▸ **What you should do**
Could you set down every line of the material below, word for word and unchanged?
---
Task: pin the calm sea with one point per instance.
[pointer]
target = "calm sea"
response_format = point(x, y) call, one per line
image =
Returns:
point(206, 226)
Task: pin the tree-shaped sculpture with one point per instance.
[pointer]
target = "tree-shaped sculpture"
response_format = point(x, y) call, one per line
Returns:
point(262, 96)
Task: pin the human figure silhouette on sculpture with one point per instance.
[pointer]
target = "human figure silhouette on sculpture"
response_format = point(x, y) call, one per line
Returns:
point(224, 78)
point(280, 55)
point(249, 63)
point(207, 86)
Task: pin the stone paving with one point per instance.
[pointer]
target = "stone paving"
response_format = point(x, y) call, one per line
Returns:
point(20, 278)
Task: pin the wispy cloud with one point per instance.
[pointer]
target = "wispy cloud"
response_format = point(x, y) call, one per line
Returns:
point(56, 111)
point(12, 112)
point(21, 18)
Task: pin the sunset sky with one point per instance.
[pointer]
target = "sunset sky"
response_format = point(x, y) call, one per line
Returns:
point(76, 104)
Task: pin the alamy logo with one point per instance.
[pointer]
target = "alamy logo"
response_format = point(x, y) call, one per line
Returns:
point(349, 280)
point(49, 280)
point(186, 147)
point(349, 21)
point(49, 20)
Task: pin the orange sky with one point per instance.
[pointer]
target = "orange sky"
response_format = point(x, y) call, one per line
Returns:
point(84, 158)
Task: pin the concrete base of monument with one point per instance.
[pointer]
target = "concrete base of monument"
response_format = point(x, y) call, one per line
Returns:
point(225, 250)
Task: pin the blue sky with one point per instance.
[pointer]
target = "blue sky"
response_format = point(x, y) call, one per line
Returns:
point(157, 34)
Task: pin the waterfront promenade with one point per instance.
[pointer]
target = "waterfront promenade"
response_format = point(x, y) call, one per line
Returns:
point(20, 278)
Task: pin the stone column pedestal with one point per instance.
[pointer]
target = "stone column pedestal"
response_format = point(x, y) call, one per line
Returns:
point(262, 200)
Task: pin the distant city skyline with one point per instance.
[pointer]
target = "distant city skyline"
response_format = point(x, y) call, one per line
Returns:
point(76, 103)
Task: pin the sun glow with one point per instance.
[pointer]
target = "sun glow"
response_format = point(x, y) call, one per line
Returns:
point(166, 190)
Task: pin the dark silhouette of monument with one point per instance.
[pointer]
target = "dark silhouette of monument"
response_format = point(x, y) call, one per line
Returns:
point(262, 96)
---
▸ **Problem solution**
Task: pin the calm sea with one point per instance.
[pointer]
target = "calm sea"
response_format = point(x, y) call, one per line
image =
Returns:
point(206, 226)
Task: pin the tree-shaped sculpture with one point per instance.
[pointer]
target = "tree-shaped sculpture"
response_format = point(x, y) call, one per line
Returns:
point(262, 96)
Task: pin the human figure silhouette on sculpture with one point per instance.
[pointer]
target = "human figure silhouette on sculpture"
response_format = point(x, y) call, one per line
Returns:
point(224, 78)
point(280, 55)
point(249, 63)
point(207, 86)
Task: pin the stone paving with one point per instance.
[pointer]
target = "stone paving"
response_format = point(x, y) call, one per line
Returns:
point(20, 278)
Task: pin the wispy cloud with one point per instance.
[pointer]
target = "wispy cloud"
response_format = point(x, y) call, one per line
Returns:
point(56, 111)
point(12, 112)
point(21, 18)
Task: pin the sunset sky with one point per instance.
[pointer]
target = "sunset sky"
response_format = point(x, y) call, one per line
Returns:
point(76, 104)
Task: pin the alamy logo with one point per instance.
[pointer]
target = "alamy logo"
response_format = point(x, y) call, one per line
Returns:
point(349, 280)
point(49, 280)
point(186, 147)
point(349, 21)
point(49, 20)
Task: pin the orange sky with one point per instance.
[pointer]
target = "orange sky"
response_format = point(x, y) call, one per line
Returns:
point(84, 158)
Task: pin the concrete base of monument with one point per instance.
[pointer]
target = "concrete base of monument"
response_format = point(x, y) call, one per line
Returns:
point(225, 250)
Task: pin the blue sky with one point per instance.
[pointer]
target = "blue sky"
response_format = point(x, y) call, one per line
Returns:
point(157, 34)
Task: pin the waterfront promenade with one point per instance.
[pointer]
target = "waterfront promenade"
response_format = point(x, y) call, one per line
Returns:
point(20, 278)
Task: pin the stone column pedestal with one point per instance.
[pointer]
target = "stone column pedestal"
response_format = point(x, y) call, one per line
Returns:
point(262, 200)
Task: pin the distant city skyline with one point per instance.
[pointer]
target = "distant city skyline"
response_format = point(x, y) call, one per line
Returns:
point(76, 103)
Task: pin the sun glow with one point per instance.
[pointer]
target = "sun glow"
response_format = point(x, y) call, one per line
Returns:
point(166, 190)
Task: pin the dark silhouette of monument with one point per instance.
[pointer]
target = "dark silhouette of monument"
response_format = point(x, y) call, one per line
Returns:
point(262, 96)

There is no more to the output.